== Document segment ==
Lee and Beckstead have pledged to give away all of their income over their stipends until graduation, and half their post-tax income from then until they retire.
Campbell has pledged to give away 5 percent of his income for now, and more after he receives his Ph.D. and starts his career. His wife, he says, supports the general idea.
The story recently appeared in the Wall Street Journal (here).
You can check their website here and this is the list of members who have each made a pledge to give at least 10% of their income to where they think it will do the most to eliminate poverty in the developing world. They have 64 members, from 9 countries, who together have pledged more than 22 million dollars. Most of them, as you can see, are students. None of them are majoring in business, management, finance, accounting or marketing...
They think - along the lines of utilitarianism - that they have a moral duty to do it. But according to virtue ethics, it is not a matter of duties but rather the development of good habits which will eventually lead to acquire the virtue of generosity.

== Dataset extract ==
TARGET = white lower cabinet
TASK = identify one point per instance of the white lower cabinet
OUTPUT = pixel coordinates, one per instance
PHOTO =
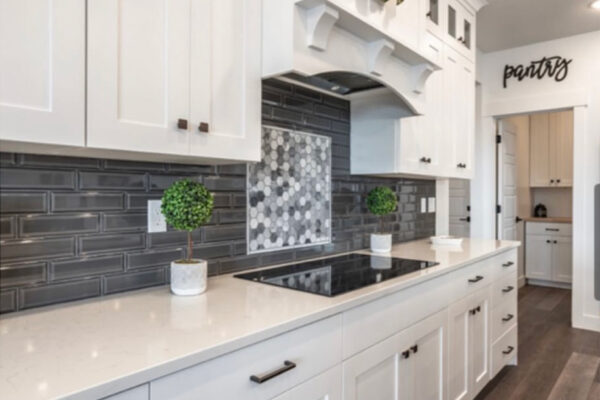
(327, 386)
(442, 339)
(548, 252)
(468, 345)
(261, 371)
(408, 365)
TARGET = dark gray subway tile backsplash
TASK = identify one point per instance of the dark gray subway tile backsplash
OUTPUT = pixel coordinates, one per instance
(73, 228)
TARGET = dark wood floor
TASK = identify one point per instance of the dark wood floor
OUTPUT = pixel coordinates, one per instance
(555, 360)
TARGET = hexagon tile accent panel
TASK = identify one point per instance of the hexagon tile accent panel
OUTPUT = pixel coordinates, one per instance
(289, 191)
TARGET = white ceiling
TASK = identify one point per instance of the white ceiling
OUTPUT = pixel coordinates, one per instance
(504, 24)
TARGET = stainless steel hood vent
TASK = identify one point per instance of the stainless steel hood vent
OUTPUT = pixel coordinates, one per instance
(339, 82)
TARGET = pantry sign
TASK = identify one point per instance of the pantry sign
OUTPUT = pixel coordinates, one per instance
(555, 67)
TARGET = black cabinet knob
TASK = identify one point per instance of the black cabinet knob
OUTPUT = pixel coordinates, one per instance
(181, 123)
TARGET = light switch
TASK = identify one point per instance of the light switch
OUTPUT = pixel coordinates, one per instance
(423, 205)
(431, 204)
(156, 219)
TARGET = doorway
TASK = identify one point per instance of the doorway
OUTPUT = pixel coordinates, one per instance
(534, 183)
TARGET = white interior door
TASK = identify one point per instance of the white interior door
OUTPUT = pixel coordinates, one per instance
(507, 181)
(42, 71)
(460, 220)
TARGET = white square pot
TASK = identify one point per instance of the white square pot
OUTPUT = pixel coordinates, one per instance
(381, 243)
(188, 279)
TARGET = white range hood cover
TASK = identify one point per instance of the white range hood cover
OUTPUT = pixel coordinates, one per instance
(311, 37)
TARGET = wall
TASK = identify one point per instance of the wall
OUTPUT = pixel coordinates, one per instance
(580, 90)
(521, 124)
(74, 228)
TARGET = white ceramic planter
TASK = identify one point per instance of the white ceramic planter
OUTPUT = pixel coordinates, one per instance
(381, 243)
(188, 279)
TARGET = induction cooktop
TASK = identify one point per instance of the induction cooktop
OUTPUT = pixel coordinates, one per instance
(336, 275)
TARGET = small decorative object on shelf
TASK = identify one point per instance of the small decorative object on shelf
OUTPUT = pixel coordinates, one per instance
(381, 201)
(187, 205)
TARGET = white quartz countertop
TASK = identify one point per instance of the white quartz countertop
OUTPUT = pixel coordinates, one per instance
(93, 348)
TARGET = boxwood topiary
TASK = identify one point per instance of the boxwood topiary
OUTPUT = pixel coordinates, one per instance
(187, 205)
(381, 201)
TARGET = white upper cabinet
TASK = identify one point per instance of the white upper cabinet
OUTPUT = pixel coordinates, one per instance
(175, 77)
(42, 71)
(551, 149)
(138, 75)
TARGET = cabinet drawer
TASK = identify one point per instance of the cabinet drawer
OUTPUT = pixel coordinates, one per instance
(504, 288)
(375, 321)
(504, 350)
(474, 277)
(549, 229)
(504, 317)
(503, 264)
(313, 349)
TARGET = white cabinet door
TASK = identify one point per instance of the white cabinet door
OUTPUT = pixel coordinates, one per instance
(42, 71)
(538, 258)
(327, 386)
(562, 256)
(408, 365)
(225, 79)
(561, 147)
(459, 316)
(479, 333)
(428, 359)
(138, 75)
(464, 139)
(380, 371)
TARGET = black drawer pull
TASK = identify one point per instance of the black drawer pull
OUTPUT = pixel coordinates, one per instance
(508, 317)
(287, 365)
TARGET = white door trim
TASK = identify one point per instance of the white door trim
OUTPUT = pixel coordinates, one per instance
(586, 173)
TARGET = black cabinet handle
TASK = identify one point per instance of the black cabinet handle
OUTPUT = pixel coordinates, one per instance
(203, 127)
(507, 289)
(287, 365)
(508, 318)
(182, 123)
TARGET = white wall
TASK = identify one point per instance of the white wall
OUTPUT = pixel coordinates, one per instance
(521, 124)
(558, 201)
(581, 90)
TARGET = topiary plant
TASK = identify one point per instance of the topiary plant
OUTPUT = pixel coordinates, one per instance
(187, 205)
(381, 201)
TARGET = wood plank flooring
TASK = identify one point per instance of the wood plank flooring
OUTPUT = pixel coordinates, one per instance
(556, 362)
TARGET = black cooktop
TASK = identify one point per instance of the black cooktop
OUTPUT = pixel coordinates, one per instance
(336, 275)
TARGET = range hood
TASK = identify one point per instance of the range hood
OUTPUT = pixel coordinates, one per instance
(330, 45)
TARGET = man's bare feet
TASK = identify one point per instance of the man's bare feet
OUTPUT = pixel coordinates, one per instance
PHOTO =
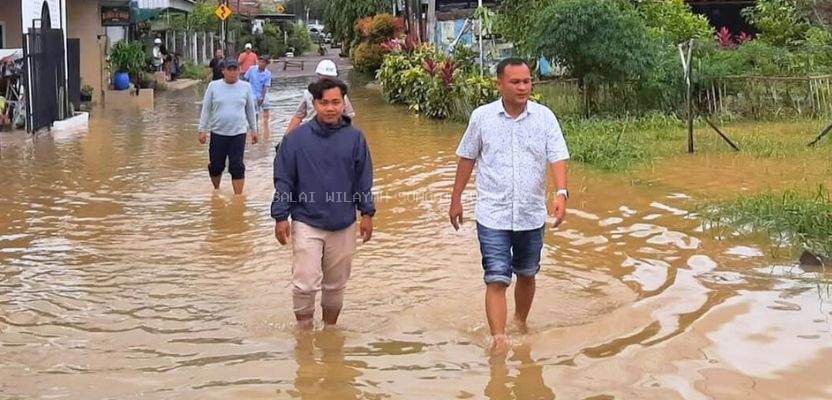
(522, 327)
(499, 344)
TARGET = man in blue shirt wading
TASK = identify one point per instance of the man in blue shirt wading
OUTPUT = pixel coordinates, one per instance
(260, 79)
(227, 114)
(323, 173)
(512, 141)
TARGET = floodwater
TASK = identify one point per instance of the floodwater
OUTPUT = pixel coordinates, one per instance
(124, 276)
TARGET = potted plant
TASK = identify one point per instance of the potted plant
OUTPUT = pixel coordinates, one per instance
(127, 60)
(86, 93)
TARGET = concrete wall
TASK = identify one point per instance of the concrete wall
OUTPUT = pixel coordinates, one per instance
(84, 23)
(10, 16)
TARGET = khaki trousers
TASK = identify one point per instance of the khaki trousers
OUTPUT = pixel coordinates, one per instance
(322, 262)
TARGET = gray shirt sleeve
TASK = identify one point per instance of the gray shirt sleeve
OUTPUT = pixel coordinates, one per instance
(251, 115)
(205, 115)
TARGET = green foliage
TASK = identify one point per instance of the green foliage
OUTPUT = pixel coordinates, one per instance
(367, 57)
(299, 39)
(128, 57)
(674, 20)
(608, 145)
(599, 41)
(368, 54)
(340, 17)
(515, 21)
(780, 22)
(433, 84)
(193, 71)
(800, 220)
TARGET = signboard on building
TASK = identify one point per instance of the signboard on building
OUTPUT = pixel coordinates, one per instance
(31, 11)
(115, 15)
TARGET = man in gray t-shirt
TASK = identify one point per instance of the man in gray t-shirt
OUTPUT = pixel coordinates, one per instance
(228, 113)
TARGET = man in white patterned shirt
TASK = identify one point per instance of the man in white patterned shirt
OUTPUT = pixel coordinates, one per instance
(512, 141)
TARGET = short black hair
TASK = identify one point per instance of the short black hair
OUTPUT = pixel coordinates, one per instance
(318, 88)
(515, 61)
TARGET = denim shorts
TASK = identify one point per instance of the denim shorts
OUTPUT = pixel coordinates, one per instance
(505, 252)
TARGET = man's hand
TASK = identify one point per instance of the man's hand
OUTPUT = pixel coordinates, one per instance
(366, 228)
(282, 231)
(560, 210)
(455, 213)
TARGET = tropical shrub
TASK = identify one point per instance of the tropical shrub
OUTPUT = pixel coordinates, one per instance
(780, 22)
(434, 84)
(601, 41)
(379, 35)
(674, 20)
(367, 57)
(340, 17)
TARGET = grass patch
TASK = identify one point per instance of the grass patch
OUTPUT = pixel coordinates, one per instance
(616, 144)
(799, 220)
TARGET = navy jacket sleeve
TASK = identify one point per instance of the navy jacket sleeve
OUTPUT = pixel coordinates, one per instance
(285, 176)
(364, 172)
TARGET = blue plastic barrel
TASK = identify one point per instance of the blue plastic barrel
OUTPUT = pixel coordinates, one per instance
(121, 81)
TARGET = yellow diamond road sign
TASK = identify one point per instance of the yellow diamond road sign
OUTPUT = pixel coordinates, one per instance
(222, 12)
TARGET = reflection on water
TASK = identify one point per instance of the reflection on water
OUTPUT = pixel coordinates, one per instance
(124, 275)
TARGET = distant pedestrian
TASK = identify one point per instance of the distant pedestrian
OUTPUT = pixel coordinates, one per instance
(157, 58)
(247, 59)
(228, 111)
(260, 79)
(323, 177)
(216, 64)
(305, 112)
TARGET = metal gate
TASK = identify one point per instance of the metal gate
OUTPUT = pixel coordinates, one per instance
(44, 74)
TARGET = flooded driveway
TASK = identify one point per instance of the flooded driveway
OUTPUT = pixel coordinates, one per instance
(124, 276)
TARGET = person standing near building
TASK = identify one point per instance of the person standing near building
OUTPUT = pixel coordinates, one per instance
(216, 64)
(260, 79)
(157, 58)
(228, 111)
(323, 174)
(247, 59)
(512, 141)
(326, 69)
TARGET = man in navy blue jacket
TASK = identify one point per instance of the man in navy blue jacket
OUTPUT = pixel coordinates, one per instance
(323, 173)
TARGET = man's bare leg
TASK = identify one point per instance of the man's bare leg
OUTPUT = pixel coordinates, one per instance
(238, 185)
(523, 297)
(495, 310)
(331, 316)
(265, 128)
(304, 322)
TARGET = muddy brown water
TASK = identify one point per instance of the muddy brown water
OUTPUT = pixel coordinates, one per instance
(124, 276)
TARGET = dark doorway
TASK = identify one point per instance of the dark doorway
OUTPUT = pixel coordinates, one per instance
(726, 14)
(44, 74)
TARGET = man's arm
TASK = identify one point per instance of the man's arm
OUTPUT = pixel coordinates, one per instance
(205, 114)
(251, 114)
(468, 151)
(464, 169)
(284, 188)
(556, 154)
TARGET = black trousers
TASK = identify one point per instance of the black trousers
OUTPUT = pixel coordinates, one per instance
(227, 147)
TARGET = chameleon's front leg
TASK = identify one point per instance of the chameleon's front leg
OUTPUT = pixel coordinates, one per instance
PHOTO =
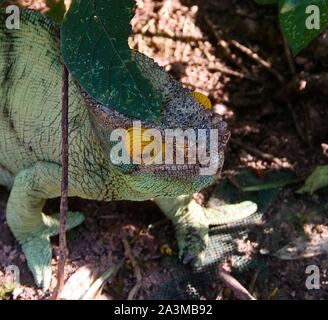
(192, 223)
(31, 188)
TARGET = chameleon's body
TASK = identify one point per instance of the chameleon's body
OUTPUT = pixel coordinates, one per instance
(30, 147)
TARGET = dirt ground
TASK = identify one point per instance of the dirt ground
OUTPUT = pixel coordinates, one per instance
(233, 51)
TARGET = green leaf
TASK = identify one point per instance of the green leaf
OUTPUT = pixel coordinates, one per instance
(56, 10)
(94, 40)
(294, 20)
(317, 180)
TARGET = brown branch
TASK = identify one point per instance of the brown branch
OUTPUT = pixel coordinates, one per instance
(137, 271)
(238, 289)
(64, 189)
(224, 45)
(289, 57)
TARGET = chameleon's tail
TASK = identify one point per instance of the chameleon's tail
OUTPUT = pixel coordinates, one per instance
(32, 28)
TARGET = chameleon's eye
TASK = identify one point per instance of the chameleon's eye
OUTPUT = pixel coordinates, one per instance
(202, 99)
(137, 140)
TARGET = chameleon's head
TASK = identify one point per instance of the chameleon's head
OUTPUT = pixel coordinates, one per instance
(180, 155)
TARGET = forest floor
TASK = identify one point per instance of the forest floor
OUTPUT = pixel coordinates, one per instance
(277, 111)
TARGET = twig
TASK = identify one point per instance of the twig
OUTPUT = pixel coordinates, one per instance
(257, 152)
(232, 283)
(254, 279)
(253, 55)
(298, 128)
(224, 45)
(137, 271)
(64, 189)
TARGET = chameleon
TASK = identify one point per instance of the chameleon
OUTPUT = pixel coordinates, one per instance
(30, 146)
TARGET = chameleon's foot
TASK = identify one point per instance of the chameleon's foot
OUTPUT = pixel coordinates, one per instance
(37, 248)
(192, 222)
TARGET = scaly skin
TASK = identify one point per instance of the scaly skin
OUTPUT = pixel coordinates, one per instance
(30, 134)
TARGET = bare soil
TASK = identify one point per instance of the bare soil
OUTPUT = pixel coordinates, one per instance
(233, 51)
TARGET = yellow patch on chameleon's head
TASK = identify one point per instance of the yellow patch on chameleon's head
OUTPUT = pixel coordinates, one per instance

== Work task ==
Please give the number of members and the number of countries they come from, as stated in the text about income pledges.

== Solution for this problem ==
64 members from 9 countries.